Data listing:

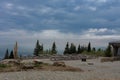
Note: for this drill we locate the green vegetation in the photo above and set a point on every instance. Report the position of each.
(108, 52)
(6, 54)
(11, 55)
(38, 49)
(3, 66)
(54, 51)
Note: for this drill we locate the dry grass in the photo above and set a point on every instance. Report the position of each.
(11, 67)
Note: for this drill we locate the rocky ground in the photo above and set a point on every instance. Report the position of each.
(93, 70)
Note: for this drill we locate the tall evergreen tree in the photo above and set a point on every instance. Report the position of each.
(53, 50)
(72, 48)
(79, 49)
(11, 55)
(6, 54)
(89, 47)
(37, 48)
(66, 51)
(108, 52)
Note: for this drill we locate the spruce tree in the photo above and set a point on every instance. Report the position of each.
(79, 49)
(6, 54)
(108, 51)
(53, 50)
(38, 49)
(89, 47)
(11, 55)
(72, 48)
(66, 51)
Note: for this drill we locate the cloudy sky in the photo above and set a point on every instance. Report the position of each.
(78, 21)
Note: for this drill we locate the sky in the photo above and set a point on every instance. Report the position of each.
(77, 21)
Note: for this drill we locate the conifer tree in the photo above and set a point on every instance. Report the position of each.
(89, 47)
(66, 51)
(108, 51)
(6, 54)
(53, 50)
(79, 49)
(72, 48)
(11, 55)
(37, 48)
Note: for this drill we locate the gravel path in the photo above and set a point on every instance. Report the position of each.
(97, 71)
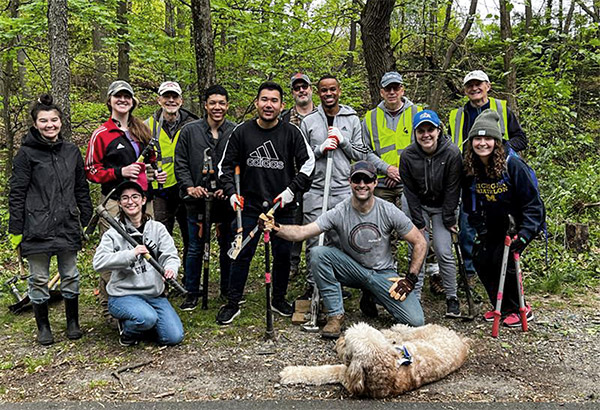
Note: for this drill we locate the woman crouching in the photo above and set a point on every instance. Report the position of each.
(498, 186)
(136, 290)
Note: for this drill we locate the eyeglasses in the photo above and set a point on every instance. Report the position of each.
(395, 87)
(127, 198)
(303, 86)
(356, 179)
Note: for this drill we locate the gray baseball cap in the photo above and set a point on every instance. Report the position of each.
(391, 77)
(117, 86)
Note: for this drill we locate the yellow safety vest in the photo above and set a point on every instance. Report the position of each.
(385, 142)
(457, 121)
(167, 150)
...
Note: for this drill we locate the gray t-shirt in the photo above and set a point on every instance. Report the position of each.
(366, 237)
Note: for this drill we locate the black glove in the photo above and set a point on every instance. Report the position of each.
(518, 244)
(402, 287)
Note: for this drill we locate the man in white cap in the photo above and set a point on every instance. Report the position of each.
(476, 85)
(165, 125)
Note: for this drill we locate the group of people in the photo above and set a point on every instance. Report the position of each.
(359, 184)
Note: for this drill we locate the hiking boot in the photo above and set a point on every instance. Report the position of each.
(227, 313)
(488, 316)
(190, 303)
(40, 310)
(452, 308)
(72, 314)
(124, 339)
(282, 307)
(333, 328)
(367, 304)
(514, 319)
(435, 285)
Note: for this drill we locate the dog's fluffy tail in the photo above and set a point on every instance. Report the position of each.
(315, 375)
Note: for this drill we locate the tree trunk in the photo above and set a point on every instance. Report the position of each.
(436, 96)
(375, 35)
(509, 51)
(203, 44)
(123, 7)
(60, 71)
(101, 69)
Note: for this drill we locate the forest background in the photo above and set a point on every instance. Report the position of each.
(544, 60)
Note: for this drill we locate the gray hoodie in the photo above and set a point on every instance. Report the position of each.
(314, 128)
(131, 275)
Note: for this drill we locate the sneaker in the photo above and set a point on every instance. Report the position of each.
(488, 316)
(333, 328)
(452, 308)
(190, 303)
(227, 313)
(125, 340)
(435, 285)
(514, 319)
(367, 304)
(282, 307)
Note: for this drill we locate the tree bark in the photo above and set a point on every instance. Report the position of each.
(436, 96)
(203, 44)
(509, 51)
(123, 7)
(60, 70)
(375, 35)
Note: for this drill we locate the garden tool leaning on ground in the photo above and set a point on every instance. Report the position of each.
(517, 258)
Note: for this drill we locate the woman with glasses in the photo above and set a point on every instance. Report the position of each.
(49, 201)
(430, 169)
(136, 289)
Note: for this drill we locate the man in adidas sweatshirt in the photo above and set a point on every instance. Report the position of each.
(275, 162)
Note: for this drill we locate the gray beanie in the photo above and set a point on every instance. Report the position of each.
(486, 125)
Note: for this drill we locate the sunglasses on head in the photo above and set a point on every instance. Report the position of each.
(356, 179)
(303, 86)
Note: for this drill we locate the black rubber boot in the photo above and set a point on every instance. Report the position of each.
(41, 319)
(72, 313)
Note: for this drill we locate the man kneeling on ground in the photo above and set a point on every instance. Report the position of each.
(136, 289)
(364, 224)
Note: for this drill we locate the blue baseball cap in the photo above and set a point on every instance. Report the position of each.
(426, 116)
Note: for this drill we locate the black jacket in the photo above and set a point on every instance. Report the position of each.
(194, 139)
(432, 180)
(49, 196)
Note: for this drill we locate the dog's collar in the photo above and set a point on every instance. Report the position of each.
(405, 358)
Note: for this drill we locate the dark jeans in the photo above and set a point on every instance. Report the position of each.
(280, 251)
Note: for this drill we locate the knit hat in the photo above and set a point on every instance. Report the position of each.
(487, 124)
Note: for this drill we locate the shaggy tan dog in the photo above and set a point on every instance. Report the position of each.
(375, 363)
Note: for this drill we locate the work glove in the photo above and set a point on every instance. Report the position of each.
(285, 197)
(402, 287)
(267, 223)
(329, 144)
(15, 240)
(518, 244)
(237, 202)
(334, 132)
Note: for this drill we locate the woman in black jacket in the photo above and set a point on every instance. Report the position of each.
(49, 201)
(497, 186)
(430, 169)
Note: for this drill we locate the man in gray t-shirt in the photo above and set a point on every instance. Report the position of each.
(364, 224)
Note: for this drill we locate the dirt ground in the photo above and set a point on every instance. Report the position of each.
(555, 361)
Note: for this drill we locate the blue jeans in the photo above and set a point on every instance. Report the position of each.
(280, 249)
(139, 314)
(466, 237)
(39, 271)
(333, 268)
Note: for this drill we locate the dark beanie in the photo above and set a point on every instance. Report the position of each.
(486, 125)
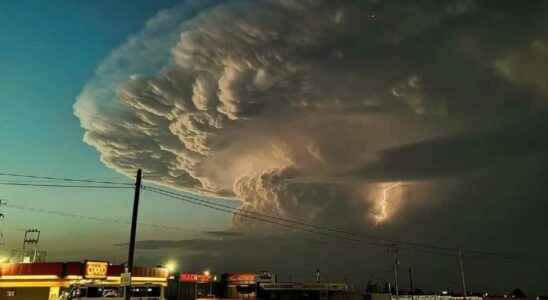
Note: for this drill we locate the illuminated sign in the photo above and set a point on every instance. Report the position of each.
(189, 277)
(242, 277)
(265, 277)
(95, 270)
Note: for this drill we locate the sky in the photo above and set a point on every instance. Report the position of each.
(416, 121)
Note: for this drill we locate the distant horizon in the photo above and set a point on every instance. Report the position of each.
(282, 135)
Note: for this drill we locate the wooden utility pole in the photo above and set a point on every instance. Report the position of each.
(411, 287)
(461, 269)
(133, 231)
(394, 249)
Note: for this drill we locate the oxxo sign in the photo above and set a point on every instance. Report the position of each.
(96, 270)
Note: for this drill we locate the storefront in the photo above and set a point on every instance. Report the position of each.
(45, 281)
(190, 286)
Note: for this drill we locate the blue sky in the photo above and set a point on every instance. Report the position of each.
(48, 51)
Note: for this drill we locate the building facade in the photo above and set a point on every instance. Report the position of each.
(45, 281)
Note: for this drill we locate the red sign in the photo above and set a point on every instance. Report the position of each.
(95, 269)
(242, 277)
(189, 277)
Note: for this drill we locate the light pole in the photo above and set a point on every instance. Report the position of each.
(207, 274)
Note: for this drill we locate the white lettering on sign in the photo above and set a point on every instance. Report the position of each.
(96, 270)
...
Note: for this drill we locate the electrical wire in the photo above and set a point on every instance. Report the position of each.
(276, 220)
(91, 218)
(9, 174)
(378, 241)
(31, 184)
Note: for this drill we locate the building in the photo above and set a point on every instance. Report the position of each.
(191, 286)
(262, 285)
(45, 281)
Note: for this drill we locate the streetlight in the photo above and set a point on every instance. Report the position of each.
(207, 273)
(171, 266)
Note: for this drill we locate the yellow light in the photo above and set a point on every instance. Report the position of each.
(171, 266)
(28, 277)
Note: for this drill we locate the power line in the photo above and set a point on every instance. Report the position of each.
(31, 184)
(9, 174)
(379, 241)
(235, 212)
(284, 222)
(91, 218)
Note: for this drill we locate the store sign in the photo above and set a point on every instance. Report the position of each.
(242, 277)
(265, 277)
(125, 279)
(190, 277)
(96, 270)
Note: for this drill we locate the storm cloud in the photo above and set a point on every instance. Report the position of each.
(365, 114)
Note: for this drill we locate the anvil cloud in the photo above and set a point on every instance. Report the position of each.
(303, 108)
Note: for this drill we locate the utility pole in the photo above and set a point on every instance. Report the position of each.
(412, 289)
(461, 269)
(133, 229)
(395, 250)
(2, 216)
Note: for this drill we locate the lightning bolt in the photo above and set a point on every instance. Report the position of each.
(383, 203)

Work to do: Locate every line in the records above that contains the word "boot" and copy each one out. Case counts.

Response below:
Note: for this drill we locate the hiking boot in the photo above and set a point on every instance. Report the position of each.
Note: for this drill we locate the black rubber boot in the photo above and set a point on every instance. Report the position of each.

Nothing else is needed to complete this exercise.